* _Provided records_
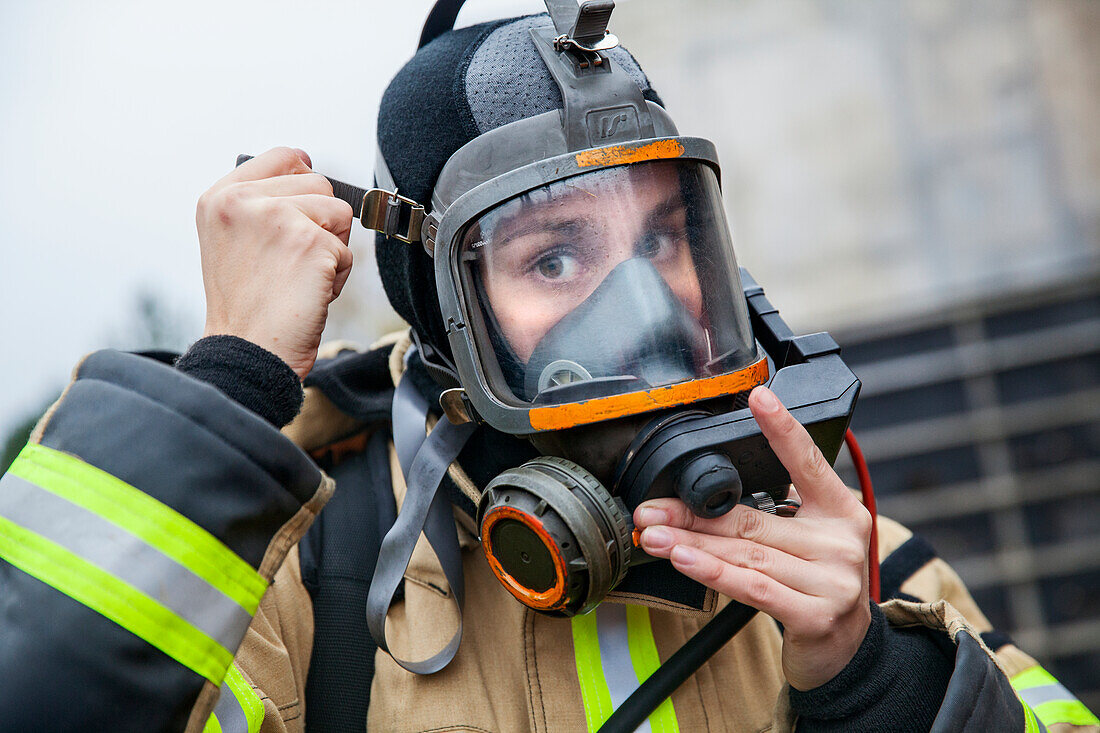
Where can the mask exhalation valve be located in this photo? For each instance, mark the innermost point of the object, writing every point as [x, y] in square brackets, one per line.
[553, 535]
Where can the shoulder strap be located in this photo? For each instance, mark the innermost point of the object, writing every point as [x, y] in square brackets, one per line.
[338, 558]
[425, 510]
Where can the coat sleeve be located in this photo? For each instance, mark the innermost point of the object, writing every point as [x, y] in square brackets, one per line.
[991, 674]
[139, 532]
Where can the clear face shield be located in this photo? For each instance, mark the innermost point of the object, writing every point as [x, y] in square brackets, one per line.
[616, 281]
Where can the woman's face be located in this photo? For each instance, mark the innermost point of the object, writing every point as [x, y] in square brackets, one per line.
[547, 256]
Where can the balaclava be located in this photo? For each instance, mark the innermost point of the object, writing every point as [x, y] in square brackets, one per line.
[457, 87]
[461, 85]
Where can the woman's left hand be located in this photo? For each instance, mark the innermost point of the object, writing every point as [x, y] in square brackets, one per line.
[809, 572]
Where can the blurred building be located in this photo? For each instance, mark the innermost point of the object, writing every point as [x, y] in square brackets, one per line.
[922, 177]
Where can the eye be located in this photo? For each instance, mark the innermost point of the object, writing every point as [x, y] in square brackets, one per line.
[652, 244]
[557, 265]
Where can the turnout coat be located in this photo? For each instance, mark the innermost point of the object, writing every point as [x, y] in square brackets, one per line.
[153, 576]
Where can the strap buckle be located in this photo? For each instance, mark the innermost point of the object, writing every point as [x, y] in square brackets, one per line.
[392, 215]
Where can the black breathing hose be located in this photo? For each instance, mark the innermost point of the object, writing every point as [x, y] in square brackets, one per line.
[680, 666]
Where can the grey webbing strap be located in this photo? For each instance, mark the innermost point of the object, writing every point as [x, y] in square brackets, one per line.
[425, 510]
[409, 414]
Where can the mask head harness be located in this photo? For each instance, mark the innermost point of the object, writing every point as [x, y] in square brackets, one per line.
[593, 305]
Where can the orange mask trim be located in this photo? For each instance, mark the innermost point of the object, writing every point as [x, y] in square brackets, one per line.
[560, 417]
[624, 154]
[548, 600]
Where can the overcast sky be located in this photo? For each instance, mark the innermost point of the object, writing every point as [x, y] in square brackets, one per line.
[116, 116]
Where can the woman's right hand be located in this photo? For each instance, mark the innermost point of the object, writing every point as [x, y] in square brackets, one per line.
[274, 243]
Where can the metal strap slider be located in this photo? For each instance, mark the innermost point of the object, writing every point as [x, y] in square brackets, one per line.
[393, 215]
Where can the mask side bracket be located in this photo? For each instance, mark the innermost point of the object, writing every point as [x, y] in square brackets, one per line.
[602, 104]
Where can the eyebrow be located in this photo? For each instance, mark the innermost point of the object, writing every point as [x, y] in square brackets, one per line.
[537, 226]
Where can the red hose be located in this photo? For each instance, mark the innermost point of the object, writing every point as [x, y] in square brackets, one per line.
[868, 492]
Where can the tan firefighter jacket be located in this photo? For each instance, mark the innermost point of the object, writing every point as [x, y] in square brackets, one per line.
[150, 580]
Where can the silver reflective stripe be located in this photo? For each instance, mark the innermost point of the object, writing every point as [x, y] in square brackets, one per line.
[124, 556]
[615, 655]
[229, 712]
[1036, 696]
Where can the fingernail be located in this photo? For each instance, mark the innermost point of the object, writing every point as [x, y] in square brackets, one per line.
[767, 401]
[648, 516]
[682, 555]
[657, 537]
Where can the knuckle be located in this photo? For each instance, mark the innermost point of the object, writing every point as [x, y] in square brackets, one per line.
[748, 523]
[851, 553]
[319, 183]
[757, 590]
[757, 557]
[849, 589]
[821, 624]
[861, 520]
[817, 468]
[286, 157]
[347, 214]
[712, 573]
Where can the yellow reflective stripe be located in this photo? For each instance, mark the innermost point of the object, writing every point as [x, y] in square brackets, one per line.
[1031, 725]
[143, 516]
[212, 724]
[646, 660]
[113, 599]
[246, 698]
[1032, 677]
[1073, 712]
[590, 671]
[1043, 686]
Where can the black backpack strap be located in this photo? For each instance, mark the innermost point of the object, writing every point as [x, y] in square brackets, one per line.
[338, 558]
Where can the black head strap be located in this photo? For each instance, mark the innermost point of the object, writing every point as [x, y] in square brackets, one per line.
[440, 20]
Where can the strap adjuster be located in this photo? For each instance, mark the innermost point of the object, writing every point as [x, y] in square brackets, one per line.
[393, 215]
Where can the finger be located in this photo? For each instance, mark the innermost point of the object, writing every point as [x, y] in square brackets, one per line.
[792, 571]
[748, 587]
[790, 535]
[332, 215]
[343, 270]
[822, 490]
[275, 162]
[296, 184]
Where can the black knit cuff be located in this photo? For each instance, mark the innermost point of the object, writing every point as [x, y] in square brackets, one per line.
[250, 374]
[895, 681]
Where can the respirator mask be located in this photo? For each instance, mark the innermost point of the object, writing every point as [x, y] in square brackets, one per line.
[594, 307]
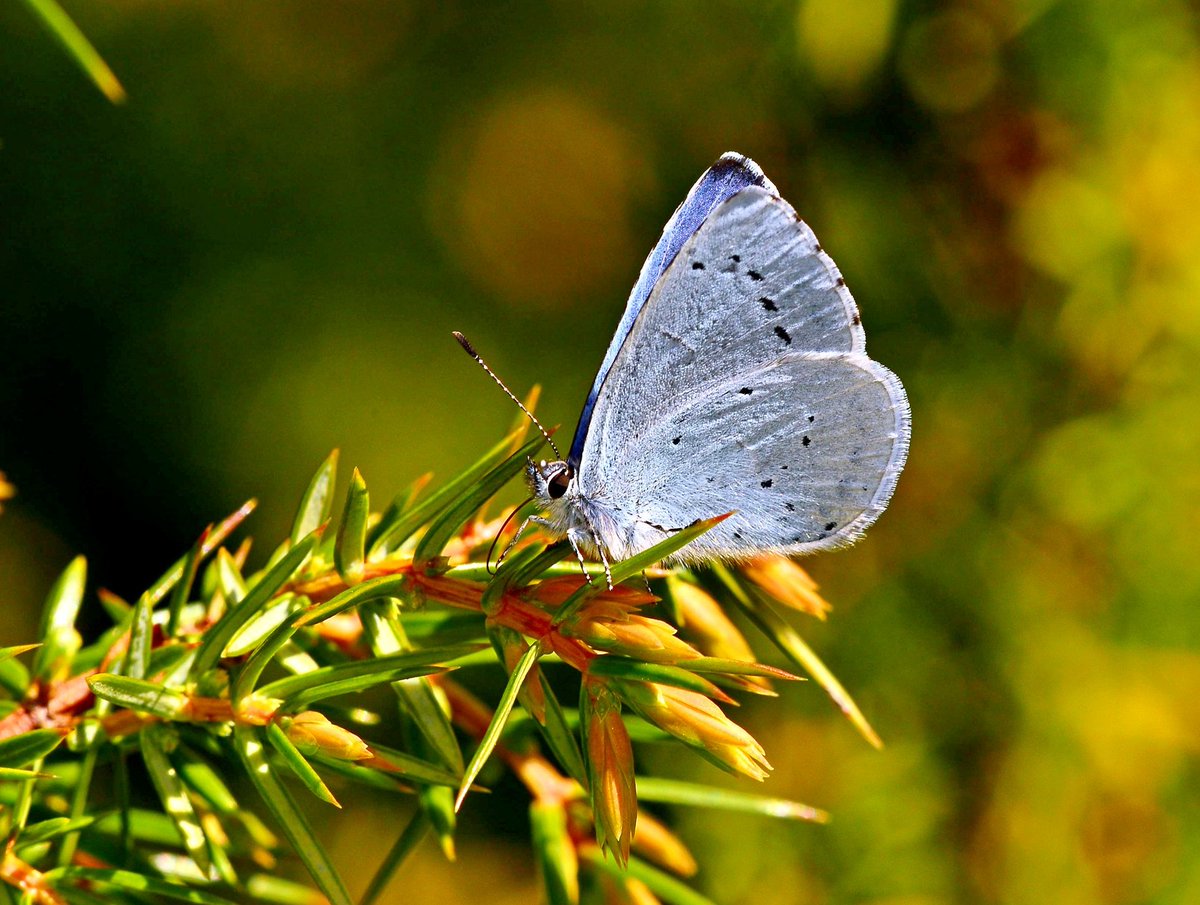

* _Required task_
Format every line of the data above as a JSON list of strings, one string per line, with blank lines and the pictures left out.

* _Task response_
[
  "Where can the mask exhalation valve be located in this photo? For each instance, mark the innermost point of the object, writing every point as [x, y] in square brackets, one per line.",
  "[553, 535]",
  "Where can the shoulder strap be located in this photo? For each instance, mark the innermost point of the object, writing every point as [x, y] in square brackets, one per line.",
  "[338, 558]",
  "[425, 510]",
  "Where can the coat sleeve be located in this photo? For each instance, mark the innermost point of the object, writing every point as [x, y] in square brackets, one per line.",
  "[991, 674]",
  "[139, 532]",
  "Where can the clear face shield be located in this photo? For each instance, mark the innermost point of the object, writing every point as [x, y] in square brackets, one per line.",
  "[616, 281]",
  "Where can the woman's face be located in this photo? For each instance, mark the innermost point of the object, writing every point as [x, y] in square brackets, one per line.",
  "[547, 256]",
  "Where can the balaclava be located in this photo? For each instance, mark the innermost point of the object, writing every point as [x, y] in square brackets, one per line.",
  "[457, 87]",
  "[461, 85]",
  "Where can the woman's left hand be located in this photo? For each instance, mark the innermost point of the object, writing every point as [x, y] in square brackets, one per line.",
  "[809, 572]",
  "Where can the blurred building be located in this photo? For each instance, mark the innermost point of the object, writing every point as [x, y] in square brackets, one per line.",
  "[922, 177]",
  "Where can the eye be located in this photo? For each instance, mark the innermost point of the object, writing every point as [x, y] in square brackets, one per line.",
  "[652, 244]",
  "[557, 265]",
  "Where can the turnout coat be located in this photo? For each instance, mark the innermost point of the object, writing every point as [x, y] in square brackets, one per line.",
  "[153, 576]",
  "Where can the strap buckle be located in this photo? For each instance, mark the innermost point of the object, writing every point as [x, y] in square brackets, one per line.",
  "[392, 215]",
  "Where can the black breathing hose be located in this photo? For each instance, mark the innermost point of the object, writing every point as [x, y] in square brackets, one per line.",
  "[680, 666]",
  "Where can the grey webbing strap be located in this photo? For each instance, mark the innermost point of the object, writing every point as [x, y] in square brackets, one per line.",
  "[425, 510]",
  "[409, 414]",
  "Where can the mask head harness be located in this photo? For each instance, mark the innermost point of the object, writing every point as [x, y] in square brackets, one per line.",
  "[593, 305]",
  "Where can the orange mask trim be located in this photo? For each instance, mark the innermost point of the object, writing every point as [x, y] in square brackets, one per line.",
  "[560, 417]",
  "[624, 154]",
  "[548, 600]",
  "Where can the overcast sky be located in this photo? For each instance, mark the innermost point of the object, writing every point as [x, y] in square brackets, one per line.",
  "[116, 116]",
  "Where can the woman's right hand be located in this photo? For each instance, mark the innermost point of the object, writing every point as [x, y] in square brackets, one per line.",
  "[274, 243]",
  "Where can the metal strap slider be located in this photo? For each instance, mark the innermost point of the object, writing every point as [x, y] in square brackets, one per line.",
  "[393, 215]",
  "Where can the mask side bracket be located in this photo? For each instance, mark the innermost point of the object, writing every point as [x, y] in square brackets, one per line.",
  "[602, 104]",
  "Where can the eyebrow be located in this photo? For each instance, mark the innermost point of the object, writing every point as [x, y] in square brackets, one per line.",
  "[537, 226]",
  "Where can the red hose be located in this photo? For each instance, mark the innermost point of the object, writing every point as [x, y] in square brackets, one per line.",
  "[868, 492]",
  "Where can the tan firefighter jacket be located in this photo? For each instance, mark the innermost point of the object, writing every point as [x, y] in square brackets, one per line.",
  "[150, 580]",
  "Where can the silver reflective stripe be located in this photo? For each instance, mark the innermost point of the object, writing every point as [x, y] in square brackets, one per line.",
  "[124, 556]",
  "[615, 655]",
  "[229, 712]",
  "[1036, 696]",
  "Where can the fingernail be located in this photo? For each instance, mark the innermost point of the object, writing every point as [x, y] in square brackets, one per line.",
  "[767, 401]",
  "[648, 516]",
  "[682, 555]",
  "[657, 537]",
  "Where can the knuckle be located in this photo? For each instance, mark the innermost point of the object, writing every point as [x, y] in square brackets, one per line.",
  "[748, 523]",
  "[851, 553]",
  "[319, 183]",
  "[757, 590]",
  "[757, 557]",
  "[849, 589]",
  "[821, 624]",
  "[861, 520]",
  "[817, 468]",
  "[286, 157]",
  "[347, 214]",
  "[712, 573]",
  "Where can the yellow reflective stripe be located in this photo? For each instance, mark the innermost point of the object, writing every point as [x, y] in square brackets, one per line.",
  "[1031, 725]",
  "[143, 516]",
  "[212, 724]",
  "[646, 660]",
  "[113, 599]",
  "[246, 698]",
  "[1032, 677]",
  "[1073, 712]",
  "[590, 671]",
  "[1043, 686]",
  "Where can the black backpack strap be located in this photo? For each instance, mark the innermost point of the object, writing every point as [x, y] in square brackets, one per line.",
  "[338, 558]",
  "Where can the black head strap be located in this photo? For each instance, mark the innermost point of the object, writing every point as [x, y] in square brackets, one per line.",
  "[440, 20]",
  "Where can the strap adjuster be located in this photo? For each instance, mark the innermost point of the object, writing every point as [x, y] in square brackets, one per line.",
  "[393, 215]",
  "Where can the finger be located in this photo? For each instance, mark the innermost point of the object, writing every point as [x, y] in square brackets, one per line.",
  "[792, 571]",
  "[748, 587]",
  "[790, 535]",
  "[332, 215]",
  "[343, 270]",
  "[822, 490]",
  "[275, 162]",
  "[296, 184]",
  "Where can the black knit cuff be located in this photo? For each instance, mark the innermost point of the object, writing every point as [x, y] in square brackets, one per line.",
  "[250, 374]",
  "[895, 681]",
  "Where can the respirator mask be located in this photo? For each instance, mark the innermost point of the object, writing every point as [x, y] in square brackets, one per line.",
  "[594, 307]"
]